### Requirement
Answer these from the vignette on using Rcompadre with the tidyverse:
1. Which package provides the %>% pipe?
2. How does the vignette describe ggplot2?
3. What character can refer explicitly to the object on the left of a pipe?

### Text
Using Rcompadre with the tidyverse

Patrick Barks & Owen Jones

2023-09-02

Introduction

Rcompadre includes methods for a variety of functions in the “Tidyverse”, a popular group of R packages geared toward data analysis, including dplyr (a grammar of data manipulation) and ggplot2 (a grammar of graphics). This vignette covers manipulation of CompadreDB objects using dplyr, and a few examples of plotting CompadreDB objects using ggplot2. Users new to these packages may wish to check out more introductory materials (e.g. the dplyr vignette, or the Data Visualization chapter of R for Data Science).

Preliminaries

We’ll begin by loading a few packages.

library(Rcompadre)
library(dplyr)
library(ggplot2)
library(popdemo)

Introduction to piping

We can take advantage of piping. The pipe (%>%) (from the magrittr package), passes an object on the left to the first argument of a function on the right. There is also a native pipe (after R v. 4.1.0) but the magrittr pipe has some advantages because it has a placeholder element for when one does not want the left hand side result to go to the first argument of the right hand expression.

y <- c(0.2, 4.1, 3.7)

mean(y) # 'normal' expression
y %>% mean() # piped expression

Though we generally don’t need to, we can explicitly refer to the object on the left using a dot (".").

(Entries on locating named things)
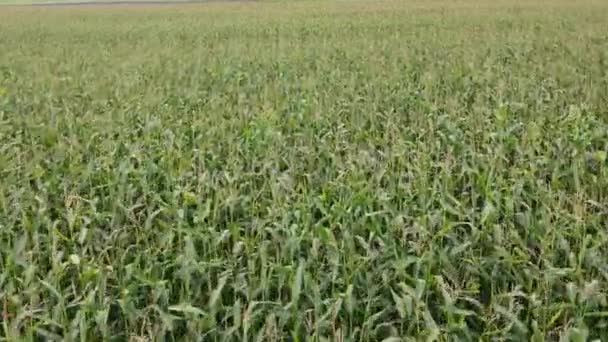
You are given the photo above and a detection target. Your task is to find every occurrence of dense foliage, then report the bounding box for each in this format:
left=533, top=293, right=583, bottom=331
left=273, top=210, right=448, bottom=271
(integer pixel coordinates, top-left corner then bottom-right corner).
left=0, top=0, right=608, bottom=341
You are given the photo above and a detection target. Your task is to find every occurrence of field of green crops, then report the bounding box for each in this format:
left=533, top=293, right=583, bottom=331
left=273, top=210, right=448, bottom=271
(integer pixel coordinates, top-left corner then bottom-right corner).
left=0, top=0, right=608, bottom=342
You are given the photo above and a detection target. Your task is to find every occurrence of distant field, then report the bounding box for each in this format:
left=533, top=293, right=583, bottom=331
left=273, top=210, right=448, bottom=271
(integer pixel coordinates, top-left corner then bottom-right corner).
left=0, top=0, right=608, bottom=342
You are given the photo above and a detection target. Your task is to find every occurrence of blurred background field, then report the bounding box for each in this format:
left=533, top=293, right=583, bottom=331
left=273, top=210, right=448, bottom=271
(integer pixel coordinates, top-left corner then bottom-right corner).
left=0, top=0, right=608, bottom=341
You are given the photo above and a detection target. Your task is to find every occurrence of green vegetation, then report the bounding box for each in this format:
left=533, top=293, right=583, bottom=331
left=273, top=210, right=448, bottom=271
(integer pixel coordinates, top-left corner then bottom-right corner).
left=0, top=0, right=608, bottom=341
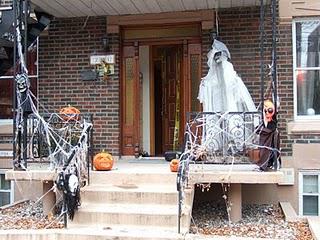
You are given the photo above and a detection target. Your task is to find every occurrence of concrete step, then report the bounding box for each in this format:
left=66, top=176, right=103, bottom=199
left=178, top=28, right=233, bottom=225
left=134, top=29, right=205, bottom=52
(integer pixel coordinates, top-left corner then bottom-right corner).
left=0, top=226, right=185, bottom=240
left=81, top=184, right=192, bottom=205
left=90, top=171, right=177, bottom=185
left=0, top=143, right=13, bottom=151
left=73, top=204, right=191, bottom=227
left=0, top=156, right=13, bottom=169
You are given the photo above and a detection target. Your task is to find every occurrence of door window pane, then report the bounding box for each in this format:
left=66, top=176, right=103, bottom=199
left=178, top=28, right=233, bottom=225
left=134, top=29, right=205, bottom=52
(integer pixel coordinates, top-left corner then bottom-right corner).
left=296, top=20, right=320, bottom=67
left=0, top=192, right=10, bottom=206
left=303, top=196, right=319, bottom=216
left=124, top=58, right=134, bottom=125
left=303, top=175, right=319, bottom=193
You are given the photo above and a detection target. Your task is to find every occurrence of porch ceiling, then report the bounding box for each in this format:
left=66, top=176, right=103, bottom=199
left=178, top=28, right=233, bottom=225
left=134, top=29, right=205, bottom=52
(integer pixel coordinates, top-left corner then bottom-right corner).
left=31, top=0, right=268, bottom=17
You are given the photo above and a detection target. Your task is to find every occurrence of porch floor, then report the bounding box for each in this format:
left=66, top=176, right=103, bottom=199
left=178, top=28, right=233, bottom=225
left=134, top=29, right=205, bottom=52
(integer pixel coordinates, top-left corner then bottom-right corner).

### Final answer
1. magrittr
2. A grammar of graphics
3. A dot (".")